• Tugas yang Dikerjakan
1. Jawab pertanyaan berikut berdasarkan teks tentang perang dagang AS dan China.
(a) Sampai berapa persen Trump menaikkan tarif atas barang impor China?
(b) Menurut Badan Energi Internasional, berapa persen produksi tambang logam tanah jarang global yang disumbang China?
(c) Pada tanggal berapa China menetapkan pembatasan ekspor terhadap tujuh jenis logam tanah jarang?
2. Lanjutkan teks tentang perang dagang AS dan China setelah kalimat terakhirnya.

• Teks yang Ditampilkan
PRESIDEN AS Donald Trump menaikkan lagi tarif atas barang impor China hingga 245 persen setelah China membalas menaikkan tarif terhadap impor dari AS hingga 125 persen.
AFP melaporkan (17/04), China juga punya senjata lain untuk membalas AS, a.l dengan memerintahkan maskapai penerbangannya menolak pengiriman puluhan pesawat Boeing yang sudah dipesannya dari 2025 sampai 2027 dan menghentikan ekspor tanah jarang (rare earth elements).
Tanah jarang adalah kelompok logam tidak umum yang ditemukan dalam jumlah besar di kerak bumi dan memiliki nilai strategis tinggi karena keunikan sifat fisik dan kimianya sehingga banyak digunakan dalam teknologi canggih, elektronik, dan kendaraan listrik.
Menurut CNN, Badan Energi Internasional (International Energy Agency) mencatat China menyumbang 61 persen dari produksi tambang logam tanah jarang global.
Kini di tengah perang dagang yang dilancarkan Trump kepada China, Xi Jinping menjadikan logam tanah jarang sebagai senjata.
Pemerintah China menetapkan pembatasan ekspor terhadap tujuh jenis logam tanah jarang 4 April lalu sebagai balasan atas serangan dagang yang diberlakukan Trump terhadap barang-barang China.
Saat ini, dampak kontrol ekspor Beijing sudah terasa langsung, tercermin dari pernyataan Konsultan magnetik dan logam JOC, John Ormerod yang menyebutkan, China sudah menyetop ekspor magnet tanah jarang pada lima perusahaan AS dan Eropa sejak aturan baru.
Siapa pemenangnya?

• Data yang Diberikan

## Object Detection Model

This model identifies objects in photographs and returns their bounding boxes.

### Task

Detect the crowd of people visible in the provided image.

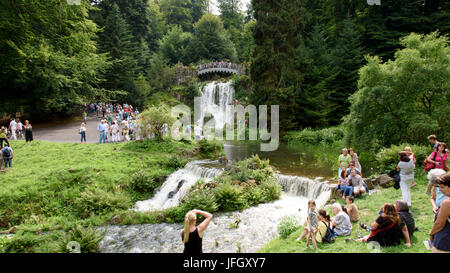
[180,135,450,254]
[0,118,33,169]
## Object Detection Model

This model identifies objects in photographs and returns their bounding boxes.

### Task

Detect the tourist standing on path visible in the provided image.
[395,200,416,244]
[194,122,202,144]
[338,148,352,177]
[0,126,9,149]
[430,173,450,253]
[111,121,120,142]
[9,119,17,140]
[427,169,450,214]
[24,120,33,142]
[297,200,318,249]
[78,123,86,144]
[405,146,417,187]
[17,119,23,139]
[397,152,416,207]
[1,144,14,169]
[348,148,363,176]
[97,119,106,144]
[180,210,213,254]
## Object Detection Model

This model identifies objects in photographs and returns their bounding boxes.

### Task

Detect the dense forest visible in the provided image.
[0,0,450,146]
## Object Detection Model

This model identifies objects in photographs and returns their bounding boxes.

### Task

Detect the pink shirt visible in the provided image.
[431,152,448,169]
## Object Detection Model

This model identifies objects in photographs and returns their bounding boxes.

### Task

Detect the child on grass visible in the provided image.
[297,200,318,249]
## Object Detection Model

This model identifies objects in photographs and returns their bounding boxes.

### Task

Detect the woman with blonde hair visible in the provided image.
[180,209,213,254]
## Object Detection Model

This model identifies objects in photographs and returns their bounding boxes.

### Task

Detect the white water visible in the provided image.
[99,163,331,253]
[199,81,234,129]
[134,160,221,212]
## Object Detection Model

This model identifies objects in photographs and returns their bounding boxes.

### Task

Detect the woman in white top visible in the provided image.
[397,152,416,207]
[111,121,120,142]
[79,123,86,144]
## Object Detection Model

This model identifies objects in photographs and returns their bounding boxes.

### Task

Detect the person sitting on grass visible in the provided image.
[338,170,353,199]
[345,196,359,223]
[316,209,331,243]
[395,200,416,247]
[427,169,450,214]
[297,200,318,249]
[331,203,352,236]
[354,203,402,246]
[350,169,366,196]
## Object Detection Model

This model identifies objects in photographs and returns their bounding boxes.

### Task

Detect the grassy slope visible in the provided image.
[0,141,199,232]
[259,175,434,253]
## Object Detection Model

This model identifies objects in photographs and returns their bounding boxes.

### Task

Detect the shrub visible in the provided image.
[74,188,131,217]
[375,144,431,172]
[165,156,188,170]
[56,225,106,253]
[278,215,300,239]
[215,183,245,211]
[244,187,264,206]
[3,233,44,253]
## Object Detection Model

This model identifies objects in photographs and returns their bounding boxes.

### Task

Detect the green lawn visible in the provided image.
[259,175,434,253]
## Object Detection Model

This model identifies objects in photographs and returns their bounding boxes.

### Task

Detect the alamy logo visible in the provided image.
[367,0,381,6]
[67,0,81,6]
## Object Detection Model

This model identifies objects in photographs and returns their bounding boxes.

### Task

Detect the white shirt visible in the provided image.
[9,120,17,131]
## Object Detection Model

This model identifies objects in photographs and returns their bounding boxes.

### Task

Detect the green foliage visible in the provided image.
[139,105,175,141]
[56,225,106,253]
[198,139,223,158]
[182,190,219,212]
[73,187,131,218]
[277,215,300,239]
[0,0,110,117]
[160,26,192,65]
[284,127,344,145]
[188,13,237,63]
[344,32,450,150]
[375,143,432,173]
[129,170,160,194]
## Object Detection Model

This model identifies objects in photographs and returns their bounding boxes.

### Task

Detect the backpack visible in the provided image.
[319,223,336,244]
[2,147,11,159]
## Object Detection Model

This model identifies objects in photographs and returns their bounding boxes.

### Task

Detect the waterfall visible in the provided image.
...
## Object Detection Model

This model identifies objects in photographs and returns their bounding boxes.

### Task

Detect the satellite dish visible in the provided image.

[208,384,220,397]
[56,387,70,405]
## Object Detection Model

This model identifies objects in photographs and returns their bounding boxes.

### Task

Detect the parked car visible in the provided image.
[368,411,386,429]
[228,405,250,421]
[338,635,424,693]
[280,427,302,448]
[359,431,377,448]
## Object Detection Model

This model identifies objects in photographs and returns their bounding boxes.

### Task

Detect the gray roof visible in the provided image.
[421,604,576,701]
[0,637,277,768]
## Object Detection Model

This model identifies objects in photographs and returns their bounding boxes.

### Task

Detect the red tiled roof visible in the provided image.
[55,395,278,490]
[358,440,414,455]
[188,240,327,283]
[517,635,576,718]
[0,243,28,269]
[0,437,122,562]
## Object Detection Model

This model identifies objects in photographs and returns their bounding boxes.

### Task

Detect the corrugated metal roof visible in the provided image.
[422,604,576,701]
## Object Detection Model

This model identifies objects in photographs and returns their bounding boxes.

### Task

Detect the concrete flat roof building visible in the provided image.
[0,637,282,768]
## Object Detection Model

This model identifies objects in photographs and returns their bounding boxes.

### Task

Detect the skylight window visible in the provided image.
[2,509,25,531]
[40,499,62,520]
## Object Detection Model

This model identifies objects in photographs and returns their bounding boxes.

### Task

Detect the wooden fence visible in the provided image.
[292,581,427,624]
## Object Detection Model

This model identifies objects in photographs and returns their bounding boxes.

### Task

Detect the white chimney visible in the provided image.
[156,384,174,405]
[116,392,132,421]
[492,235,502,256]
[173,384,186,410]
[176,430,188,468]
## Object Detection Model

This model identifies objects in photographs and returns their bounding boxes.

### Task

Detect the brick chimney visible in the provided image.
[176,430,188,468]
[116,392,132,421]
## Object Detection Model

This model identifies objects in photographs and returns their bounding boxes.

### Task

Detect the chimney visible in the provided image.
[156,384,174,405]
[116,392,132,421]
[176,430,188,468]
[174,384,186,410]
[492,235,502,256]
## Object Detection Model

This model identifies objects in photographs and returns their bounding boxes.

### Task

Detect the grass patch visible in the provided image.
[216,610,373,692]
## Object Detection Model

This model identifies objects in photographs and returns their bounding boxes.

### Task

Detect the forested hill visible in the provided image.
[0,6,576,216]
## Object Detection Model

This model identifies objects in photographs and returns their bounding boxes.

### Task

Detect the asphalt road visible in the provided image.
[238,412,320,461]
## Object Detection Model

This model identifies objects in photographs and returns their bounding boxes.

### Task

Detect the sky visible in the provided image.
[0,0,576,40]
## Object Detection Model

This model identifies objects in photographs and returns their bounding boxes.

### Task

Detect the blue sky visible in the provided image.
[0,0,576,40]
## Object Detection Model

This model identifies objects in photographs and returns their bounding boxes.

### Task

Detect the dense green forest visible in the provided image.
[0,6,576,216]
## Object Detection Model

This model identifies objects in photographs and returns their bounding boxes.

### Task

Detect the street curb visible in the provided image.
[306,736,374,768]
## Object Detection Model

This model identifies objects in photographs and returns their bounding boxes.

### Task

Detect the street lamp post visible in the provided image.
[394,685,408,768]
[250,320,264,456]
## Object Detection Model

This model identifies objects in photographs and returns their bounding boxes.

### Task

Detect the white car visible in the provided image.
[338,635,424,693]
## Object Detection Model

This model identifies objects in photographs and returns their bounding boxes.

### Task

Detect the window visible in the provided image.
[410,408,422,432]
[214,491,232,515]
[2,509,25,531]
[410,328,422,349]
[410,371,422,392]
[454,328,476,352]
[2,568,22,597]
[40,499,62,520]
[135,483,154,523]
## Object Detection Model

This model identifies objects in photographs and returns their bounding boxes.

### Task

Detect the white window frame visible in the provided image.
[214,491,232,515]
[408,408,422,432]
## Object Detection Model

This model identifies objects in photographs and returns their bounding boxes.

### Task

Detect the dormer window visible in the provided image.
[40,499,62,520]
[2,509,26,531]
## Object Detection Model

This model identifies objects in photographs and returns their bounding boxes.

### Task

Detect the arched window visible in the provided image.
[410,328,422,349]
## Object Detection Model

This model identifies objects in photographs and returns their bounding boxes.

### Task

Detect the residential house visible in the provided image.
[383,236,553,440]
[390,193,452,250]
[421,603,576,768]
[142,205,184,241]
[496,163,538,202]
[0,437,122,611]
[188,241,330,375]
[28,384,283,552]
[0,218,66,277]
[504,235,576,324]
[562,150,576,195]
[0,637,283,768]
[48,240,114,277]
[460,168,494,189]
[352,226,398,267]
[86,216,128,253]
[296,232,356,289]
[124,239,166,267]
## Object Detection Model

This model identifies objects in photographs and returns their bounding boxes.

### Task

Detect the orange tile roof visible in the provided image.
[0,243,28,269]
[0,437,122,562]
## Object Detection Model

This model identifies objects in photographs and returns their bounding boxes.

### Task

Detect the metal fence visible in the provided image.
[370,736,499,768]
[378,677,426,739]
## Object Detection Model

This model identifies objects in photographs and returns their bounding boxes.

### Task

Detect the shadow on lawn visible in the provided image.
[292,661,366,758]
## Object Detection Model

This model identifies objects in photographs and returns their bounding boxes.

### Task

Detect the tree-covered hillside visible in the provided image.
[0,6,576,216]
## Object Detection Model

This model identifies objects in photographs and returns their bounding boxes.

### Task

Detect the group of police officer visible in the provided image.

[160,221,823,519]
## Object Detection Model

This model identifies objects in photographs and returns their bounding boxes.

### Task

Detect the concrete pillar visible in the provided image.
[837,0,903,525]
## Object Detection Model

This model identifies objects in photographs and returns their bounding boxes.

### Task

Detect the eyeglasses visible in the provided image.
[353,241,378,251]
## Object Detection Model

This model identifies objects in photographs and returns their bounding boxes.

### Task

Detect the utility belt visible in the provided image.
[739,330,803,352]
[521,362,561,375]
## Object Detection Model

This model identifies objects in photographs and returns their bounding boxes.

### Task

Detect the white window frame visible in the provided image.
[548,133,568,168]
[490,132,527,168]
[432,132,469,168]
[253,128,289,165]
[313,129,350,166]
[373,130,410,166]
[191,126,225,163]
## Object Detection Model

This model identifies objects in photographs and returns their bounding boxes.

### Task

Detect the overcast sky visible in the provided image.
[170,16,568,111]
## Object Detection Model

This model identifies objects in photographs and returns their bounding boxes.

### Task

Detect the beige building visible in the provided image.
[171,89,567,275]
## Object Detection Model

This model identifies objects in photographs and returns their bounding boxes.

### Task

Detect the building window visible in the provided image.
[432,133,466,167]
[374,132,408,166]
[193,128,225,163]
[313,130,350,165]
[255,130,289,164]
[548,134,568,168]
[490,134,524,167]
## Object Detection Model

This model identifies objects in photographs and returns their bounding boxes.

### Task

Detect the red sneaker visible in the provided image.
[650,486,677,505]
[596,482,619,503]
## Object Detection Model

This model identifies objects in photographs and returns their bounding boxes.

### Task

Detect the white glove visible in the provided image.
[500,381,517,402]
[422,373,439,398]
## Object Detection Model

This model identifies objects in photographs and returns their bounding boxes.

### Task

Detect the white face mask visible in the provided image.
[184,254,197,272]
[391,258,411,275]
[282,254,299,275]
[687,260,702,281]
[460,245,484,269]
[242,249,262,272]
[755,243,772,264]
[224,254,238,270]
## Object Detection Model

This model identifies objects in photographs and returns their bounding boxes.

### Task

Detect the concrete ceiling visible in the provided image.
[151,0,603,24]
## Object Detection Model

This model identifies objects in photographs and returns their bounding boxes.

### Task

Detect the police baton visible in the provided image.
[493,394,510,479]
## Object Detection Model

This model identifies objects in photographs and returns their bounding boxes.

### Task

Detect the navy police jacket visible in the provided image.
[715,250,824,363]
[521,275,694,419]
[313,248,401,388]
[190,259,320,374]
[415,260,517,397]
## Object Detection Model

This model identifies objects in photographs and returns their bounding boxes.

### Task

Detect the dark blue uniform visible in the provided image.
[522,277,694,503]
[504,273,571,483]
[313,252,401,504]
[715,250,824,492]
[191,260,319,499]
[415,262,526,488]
---
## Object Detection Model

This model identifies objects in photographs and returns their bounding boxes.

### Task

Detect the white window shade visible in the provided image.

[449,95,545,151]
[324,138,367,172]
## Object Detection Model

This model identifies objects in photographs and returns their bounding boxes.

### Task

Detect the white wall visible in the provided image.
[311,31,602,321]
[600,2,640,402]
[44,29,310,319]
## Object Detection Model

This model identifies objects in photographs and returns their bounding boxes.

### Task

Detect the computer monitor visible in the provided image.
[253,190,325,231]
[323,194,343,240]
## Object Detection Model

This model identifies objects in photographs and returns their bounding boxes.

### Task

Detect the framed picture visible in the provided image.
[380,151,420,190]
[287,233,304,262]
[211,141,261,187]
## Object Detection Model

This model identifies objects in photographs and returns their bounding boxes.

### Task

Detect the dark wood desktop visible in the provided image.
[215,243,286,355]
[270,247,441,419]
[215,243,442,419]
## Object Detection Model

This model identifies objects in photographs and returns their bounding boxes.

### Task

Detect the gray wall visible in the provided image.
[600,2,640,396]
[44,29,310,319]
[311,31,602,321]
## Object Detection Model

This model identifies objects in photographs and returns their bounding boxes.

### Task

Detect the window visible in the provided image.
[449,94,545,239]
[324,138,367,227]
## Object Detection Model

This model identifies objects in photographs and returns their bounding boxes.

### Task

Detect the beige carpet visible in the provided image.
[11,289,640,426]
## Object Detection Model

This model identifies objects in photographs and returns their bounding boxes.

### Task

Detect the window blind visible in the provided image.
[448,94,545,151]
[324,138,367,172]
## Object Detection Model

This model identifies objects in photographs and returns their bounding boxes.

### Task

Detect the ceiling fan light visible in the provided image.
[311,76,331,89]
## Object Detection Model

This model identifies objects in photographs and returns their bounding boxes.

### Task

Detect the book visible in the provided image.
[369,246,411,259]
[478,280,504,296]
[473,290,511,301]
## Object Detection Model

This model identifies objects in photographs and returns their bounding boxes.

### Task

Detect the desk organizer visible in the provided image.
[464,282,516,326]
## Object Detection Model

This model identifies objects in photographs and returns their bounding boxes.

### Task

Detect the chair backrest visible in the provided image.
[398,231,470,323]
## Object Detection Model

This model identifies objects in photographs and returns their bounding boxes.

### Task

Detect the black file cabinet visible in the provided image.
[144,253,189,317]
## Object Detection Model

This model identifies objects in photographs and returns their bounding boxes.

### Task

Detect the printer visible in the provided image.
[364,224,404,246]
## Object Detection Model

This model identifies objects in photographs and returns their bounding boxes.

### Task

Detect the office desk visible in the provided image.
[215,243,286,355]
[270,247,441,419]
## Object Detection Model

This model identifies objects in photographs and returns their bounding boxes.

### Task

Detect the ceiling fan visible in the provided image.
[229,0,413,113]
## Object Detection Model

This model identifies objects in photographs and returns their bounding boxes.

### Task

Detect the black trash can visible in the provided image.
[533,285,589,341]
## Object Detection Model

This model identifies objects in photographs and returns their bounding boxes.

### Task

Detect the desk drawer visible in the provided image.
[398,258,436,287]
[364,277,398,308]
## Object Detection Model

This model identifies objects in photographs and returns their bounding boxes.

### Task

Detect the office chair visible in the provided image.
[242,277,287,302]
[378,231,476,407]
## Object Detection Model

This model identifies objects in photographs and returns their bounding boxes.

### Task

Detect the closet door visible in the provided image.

• Jawaban Soal
1.
(a) 245 persen.
(b) 61 persen.
(c) 4 April.

2.
Ekonom Universitas Andalas Syafruddin Karimi seperti ditulis kompas.com mengatakan, tak ada pihak yang benar-benar menang dalam perang dagang AS vs China.
Pasalnya, kedua negara terjebak dalam permainan ‘non-cooperative repeated game’ yang menghasilkan kerugian kolektif akibat pilihan strategi saling menjatuhkan.
AS, sambungnya, mungkin tampak unggul sementara dengan menerapkan tarif tinggi. Tetapi strategi ini justru memicu balasan seimbang dari China.
Jika kedua negara terus mempertahankan pendekatan konfrontatif tanpa inisiatif kompromi, maka hasilnya akan berupa kerugian bersama.
Di sisi lain, perang dagang justru mendorong munculnya peluang bagi negara lain untuk mengisi celah pasar dan memperkuat posisi global mereka.
Dalam situasi seperti ini, sambungnya, pihak yang berani mengambil langkah lebih dulu untuk meredakan konflik dan membangun kembali kepercayaan akan memiliki keunggulan strategis.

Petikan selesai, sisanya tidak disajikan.